Work required: Could you output every record below exactly, leaving out the pictures?

Data supplied:
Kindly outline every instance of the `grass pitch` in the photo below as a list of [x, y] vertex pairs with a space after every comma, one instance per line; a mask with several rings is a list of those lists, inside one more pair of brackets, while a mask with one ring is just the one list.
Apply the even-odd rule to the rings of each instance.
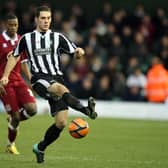
[[[73, 117], [75, 118], [75, 117]], [[70, 118], [69, 120], [71, 120]], [[16, 144], [20, 155], [4, 152], [7, 137], [6, 116], [0, 114], [1, 168], [167, 168], [168, 122], [99, 118], [92, 121], [89, 134], [72, 138], [67, 128], [46, 150], [45, 163], [37, 164], [32, 145], [51, 125], [48, 115], [22, 122]]]

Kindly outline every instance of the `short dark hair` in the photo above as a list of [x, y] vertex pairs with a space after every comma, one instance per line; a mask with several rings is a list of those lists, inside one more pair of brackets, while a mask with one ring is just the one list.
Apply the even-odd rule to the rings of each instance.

Response:
Kindly outline every instance of the `grass pitch` in the photo below as a list of [x, y] vertex pairs with a space after every comma, one instance per line; a mask with several rings is a list of those lists, inside one more pair of brackets, while a mask with one ring is just the one list.
Apply the even-odd rule to the rings of each instance.
[[[73, 117], [75, 118], [75, 117]], [[70, 118], [69, 120], [71, 120]], [[16, 144], [20, 155], [4, 152], [7, 137], [6, 116], [0, 114], [1, 168], [167, 168], [168, 122], [99, 118], [92, 121], [89, 134], [72, 138], [67, 128], [46, 150], [45, 163], [37, 164], [32, 145], [51, 125], [48, 115], [22, 122]]]

Kindly outline every instance of the `short dark hair` in the photo above as a list of [x, y] vertex pairs with a space after every comma, one instance per line; a mask with several rings is a list of those lists, inside one more pair of brackets, while a mask with one ring is just the one list.
Apply the even-odd rule to the rings of each instance.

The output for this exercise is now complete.